**Source information:**

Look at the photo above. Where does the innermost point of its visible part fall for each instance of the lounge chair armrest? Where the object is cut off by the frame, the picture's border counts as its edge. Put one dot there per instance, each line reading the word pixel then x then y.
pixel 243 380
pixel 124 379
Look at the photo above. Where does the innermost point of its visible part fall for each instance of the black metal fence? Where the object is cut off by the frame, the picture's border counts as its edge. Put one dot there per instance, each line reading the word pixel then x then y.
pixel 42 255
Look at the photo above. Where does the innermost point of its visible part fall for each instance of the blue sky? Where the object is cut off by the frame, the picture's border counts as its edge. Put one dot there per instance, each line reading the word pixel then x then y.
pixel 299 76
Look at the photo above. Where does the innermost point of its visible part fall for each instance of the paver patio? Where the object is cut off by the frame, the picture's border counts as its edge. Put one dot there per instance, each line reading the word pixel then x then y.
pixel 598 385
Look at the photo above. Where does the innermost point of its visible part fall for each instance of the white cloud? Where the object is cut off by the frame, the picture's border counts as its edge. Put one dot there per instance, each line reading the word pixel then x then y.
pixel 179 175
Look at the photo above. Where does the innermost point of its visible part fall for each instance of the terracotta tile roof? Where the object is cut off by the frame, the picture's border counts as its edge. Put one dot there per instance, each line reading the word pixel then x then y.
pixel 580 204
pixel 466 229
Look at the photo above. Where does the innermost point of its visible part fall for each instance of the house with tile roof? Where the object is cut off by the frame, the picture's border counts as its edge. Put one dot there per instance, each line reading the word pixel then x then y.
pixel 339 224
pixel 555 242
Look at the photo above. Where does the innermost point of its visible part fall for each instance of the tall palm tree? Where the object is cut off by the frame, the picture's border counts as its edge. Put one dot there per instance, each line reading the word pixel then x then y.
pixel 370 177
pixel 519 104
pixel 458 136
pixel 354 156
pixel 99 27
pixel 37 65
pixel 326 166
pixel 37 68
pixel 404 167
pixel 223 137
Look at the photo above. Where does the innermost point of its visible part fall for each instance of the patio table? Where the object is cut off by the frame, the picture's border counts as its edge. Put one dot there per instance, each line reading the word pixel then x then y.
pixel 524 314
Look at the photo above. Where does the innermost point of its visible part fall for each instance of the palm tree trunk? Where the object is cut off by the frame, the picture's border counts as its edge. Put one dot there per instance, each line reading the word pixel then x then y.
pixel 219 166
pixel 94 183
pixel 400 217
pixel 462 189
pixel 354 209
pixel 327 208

**Task to carry out:** Each entry shown above should be copied out exactly.

**Your solution:**
Look at the photo above. Where does the innermost point of its visible part fall for each instance of the lounge chair armrest? Where the object is cut off by the frame, the picture's border counts as its edge. Put one dot there per instance, each line reading the word pixel then x then y.
pixel 243 380
pixel 124 379
Look at the photo above. Where does the innermost point of its visible part fall for each instance of the black metal fence? Where the object is cut off by the frame, the picture's border counts as its edge. Put one dot there per instance, each line reading the word pixel then x then y.
pixel 42 255
Look at the photo above. Where does the innermost point of its visible part fall for each instance of the blue sky? Where the object is cut off by the frame, the picture's border counts as its edge. Put one dot there per instance, each line reading the word pixel then x then y.
pixel 299 76
Look at the photo above. Where does the innermost point of its visible part fall for each instance of the paver patio? Where the object is cut off by the frame, the picture's border counts as its edge. Put one dot there per instance, each line reading the word pixel then x then y.
pixel 598 385
Look at the photo above. Where does the innermost point of its visible part fall for each instance of the white cloud? Where the object is cut off by the frame, the picture's border counts as its edge. Put one dot there per instance, each line reading the word pixel then x then y.
pixel 179 175
Look at the photo above. Where does the innermost point of its visible part fall for each instance of the terracotta tile roof? Where the object is cut off by the frame, the picture's border counts as its edge. Put one dot there per instance, each line reading the word pixel then x then y.
pixel 580 204
pixel 466 229
Look at the photo above. Where does the innermost point of its visible part fall for each instance of the house with tile roof? Where the object is cut off by the frame, the picture's border counts as its edge. Put one dot there per instance, each line reading the word pixel then x then y.
pixel 339 224
pixel 555 242
Look at the photo above. Where does the innermost point of its visible part fall for each instance of the tall palm tree? Where the object is cut off by the frame, the picture's border counts as its edge. Put one dot there per instance, each line reading the word pixel then x then y.
pixel 370 177
pixel 519 104
pixel 458 136
pixel 354 156
pixel 99 27
pixel 37 65
pixel 326 166
pixel 37 68
pixel 404 167
pixel 223 137
Look at the photo above. Where does the innermost point of its visible part fall for each instance of the patio table? Where the object is cut off by the frame, the picture's border counts as its edge. Put one dot there per instance, each line reading the word pixel then x then y.
pixel 524 314
Look at the photo above. Where does the innermost point of its visible part fall for each instance of the palm tree trunk? Where the object is cut off by the frame, the picture's border counts as its edge. Put one dot there per instance, each line reading the word pixel then x then y.
pixel 219 166
pixel 94 183
pixel 400 217
pixel 462 189
pixel 354 209
pixel 327 208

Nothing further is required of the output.